# Extrait du document

+++

Une transition qui réduit ses performances sportives

Le chemin n’a pas été un long fleuve tranquille. C’est en 2018 que Valentina a fait son coming out trans. La peur prédominait : dans sa famille, l’une de ses cousines avait été chassée de chez elle pour avoir expliqué qu’elle était une femme. Mais Valentina a voulu aller au bout, assumer qui elle était dans sa vie personnelle et sur les pistes d’athlétisme. En 2019, elle a entamé un traitement hormonal. Dont les effets se sont aussi ressentis très fort sur sa pratique sportive.

« Les premiers jours ont été très durs, décrit-elle encore dans le documentaire 5 nanomoles. Je n’imaginais pas que réduire le niveau de ma testostérone affecterait mes performances physiques. »  Elle a perdu très vite 10 secondes au 400 mètres, deux secondes et demi au 200 mètres… Mais pour elle, il n’y avait pas de doute à avoir : « Mieux vaut être une femme lente mais heureuse, qu’un homme rapide et malheureux », répète-elle à l’envi.

 
La difficile place des femmes transgenres dans les compétitions sportives

Le taux de testostérone dans son sang est descendu à moins de 5 nanomoles par litre. Un seuil important pour les sportives trans, souvent réclamé pour participer à des compétitions avec leurs consœurs. Aux Jeux olympiques et paralympiques, l’autorisation de participation des personnes transgenres est laissée à l’appréciation de chaque fédération sportive. En 2021, les Jeux olympiques de Tokyo ont ainsi accueilli pour la première fois une athlète transgenre, l’haltérophile néo-zélandaise Laurel Hubbard.

+++

# Lignes de données
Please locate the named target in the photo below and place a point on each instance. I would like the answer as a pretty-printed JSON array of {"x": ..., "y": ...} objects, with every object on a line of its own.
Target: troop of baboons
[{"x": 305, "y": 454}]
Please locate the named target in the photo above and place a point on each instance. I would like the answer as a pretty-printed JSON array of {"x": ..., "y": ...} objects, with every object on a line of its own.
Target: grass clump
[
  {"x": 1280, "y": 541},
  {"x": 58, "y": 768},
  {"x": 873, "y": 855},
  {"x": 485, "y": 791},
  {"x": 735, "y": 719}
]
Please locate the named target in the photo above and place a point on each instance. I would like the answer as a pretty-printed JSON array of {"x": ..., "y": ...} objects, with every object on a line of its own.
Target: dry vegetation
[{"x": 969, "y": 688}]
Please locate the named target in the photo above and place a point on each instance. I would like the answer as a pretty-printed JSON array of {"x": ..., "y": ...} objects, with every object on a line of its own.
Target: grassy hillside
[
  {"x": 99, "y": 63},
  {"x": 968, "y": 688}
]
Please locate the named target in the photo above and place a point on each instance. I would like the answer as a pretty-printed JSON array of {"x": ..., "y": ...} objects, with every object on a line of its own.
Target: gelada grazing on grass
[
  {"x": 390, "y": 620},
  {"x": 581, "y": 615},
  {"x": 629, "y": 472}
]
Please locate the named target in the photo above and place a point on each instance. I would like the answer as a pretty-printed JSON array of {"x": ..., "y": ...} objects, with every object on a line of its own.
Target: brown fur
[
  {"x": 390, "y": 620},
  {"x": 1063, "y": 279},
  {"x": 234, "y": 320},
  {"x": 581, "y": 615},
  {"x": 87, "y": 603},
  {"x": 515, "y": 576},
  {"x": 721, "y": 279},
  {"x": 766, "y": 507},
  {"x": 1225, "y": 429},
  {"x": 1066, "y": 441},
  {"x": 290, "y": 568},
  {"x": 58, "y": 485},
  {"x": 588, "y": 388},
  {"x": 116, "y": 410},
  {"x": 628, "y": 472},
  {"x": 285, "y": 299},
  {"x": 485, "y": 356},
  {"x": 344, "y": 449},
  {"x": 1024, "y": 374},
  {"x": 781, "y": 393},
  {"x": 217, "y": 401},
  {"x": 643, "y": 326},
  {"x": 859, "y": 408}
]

+++

# Liste des tâches
(a) Dans l'extrait sur Valentina, indiquez en quelle année elle a entamé un traitement hormonal.
(b) Restituez mot pour mot le passage de l'extrait sur Valentina qui commence par "La difficile place" et se poursuit jusqu'à "néo-zélandaise Laurel Hubbard.".
La liste constitue un matériau distinct de l'extrait.

# Résultats obtenus
(a) En 2019.

(b)
La difficile place des femmes transgenres dans les compétitions sportives

Le taux de testostérone dans son sang est descendu à moins de 5 nanomoles par litre. Un seuil important pour les sportives trans, souvent réclamé pour participer à des compétitions avec leurs consœurs. Aux Jeux olympiques et paralympiques, l’autorisation de participation des personnes transgenres est laissée à l’appréciation de chaque fédération sportive. En 2021, les Jeux olympiques de Tokyo ont ainsi accueilli pour la première fois une athlète transgenre, l’haltérophile néo-zélandaise Laurel Hubbard.